I've never met a hound with a roman nose, but here are some pics for those that haven't seen them. Some more cute roman snozzed hounds here
Mi Designer - complete with snagletoof


----------



## Tapir (Mar 20, 2010)

Spook said:


> Do half greyhounds count?
> 
> This is my lurcher (half greyhound/saluki) Harley.


ahh wow. This is a cross I am very interested in. What is this mix like to own?


----------



## Spook (Aug 10, 2010)

Tapir said:


> ahh wow. This is a cross I am very interested in. What is this mix like to own?


One word: Amazing.

He's a rescue and came to me very malnourished.

His temprament is very good. He ignores children and lets them pat him/pull his ears/tail etc.

He is fine with cats and gets bossed around by mine :lol:

He sleeps a lot but runs faster than any sighthound we've met.

He loves his cuddles and is very intelligent, but sometimes can be a bit 'dappy' which is the saluki side of him.

He loves playing and running with dogs and after the initial bouncy excitement he can get along fine with any dog as long as they aren't overly barky because then he gets scared. 

He is not as tall as a greyhound but tall enough for people think that he's a huge dog. :

He was extremely easy to train despite the fact that I got him when he was two.

Although they're not greedy dogs, he will countersurf your kitchen and raid the bin if it's left out.

They're just generally laid-back, easy to look after dogs. I highly reccomend the cross. :thumbup:


----------



## Souris (May 24, 2010)

I'm not 100% sure what Skye is crossed with as he's a rescue dog, but we do know he has some greyhound in him- he's got the build of a greyhound. Hope you don't mind another cross picture!

——————————

* **Directions for this task**: According to the dog thread above, Harley is a half-and-half cross of which two breeds?

* **Collected data**:
——————————

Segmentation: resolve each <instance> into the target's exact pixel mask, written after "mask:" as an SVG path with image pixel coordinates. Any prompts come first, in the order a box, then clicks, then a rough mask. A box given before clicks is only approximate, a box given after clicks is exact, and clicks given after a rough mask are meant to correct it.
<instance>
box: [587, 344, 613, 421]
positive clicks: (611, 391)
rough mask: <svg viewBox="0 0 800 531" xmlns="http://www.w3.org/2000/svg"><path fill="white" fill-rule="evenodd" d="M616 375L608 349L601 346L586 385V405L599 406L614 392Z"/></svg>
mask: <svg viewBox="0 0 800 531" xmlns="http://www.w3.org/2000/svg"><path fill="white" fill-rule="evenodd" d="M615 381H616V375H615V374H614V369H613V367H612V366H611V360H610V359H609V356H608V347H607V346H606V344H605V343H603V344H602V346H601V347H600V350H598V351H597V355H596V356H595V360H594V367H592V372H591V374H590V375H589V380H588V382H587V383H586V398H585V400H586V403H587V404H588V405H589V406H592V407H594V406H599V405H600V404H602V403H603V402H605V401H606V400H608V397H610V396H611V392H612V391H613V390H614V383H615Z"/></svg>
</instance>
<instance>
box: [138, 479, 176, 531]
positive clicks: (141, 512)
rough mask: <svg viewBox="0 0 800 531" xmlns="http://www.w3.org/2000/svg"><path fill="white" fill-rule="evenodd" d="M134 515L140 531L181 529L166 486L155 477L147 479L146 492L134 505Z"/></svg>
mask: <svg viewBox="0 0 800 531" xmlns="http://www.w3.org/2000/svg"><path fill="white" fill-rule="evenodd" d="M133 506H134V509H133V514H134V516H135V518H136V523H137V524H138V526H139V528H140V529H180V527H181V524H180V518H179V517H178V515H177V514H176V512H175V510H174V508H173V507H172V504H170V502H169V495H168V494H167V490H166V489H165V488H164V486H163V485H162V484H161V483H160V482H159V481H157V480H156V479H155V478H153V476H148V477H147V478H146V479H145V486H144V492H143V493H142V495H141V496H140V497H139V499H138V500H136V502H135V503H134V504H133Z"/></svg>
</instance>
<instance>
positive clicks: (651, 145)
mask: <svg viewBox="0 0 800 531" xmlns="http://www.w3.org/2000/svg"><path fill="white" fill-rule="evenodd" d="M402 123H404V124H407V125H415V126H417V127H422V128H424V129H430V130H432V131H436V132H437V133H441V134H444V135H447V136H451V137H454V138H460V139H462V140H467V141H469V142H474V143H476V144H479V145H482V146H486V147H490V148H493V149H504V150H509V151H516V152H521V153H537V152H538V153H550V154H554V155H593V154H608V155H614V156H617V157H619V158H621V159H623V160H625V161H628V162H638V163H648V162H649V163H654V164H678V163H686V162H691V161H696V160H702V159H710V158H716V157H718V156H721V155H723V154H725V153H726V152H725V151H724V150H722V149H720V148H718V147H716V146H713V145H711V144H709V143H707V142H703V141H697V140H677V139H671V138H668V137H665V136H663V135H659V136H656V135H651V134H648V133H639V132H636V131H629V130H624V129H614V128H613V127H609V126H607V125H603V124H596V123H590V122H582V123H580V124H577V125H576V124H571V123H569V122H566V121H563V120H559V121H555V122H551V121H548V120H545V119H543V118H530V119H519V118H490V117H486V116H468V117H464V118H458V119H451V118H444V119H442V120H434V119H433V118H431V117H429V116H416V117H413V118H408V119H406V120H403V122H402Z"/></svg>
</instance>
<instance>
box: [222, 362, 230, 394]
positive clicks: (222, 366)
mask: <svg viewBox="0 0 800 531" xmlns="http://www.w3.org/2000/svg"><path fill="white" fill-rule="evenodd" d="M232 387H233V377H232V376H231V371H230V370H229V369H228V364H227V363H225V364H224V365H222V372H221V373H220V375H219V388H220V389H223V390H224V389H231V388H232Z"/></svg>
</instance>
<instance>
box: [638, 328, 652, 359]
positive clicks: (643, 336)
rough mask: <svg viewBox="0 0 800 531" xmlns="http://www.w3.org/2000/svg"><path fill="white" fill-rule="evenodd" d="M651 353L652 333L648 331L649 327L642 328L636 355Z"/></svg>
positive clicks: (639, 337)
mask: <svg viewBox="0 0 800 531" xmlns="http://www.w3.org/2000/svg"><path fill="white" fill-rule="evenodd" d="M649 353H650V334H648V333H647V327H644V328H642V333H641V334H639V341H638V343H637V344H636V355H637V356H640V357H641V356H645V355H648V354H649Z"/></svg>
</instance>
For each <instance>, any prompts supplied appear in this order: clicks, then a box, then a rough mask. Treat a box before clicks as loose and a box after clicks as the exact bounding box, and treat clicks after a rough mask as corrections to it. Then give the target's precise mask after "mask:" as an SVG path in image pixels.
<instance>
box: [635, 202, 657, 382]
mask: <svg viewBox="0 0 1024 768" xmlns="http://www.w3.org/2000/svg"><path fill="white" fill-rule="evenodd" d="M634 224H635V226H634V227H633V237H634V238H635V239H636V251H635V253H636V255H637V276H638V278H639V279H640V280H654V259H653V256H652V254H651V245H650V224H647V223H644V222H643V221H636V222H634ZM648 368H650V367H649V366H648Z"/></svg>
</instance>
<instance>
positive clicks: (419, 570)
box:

——————————

* **Exercise solution**: Greyhound and saluki.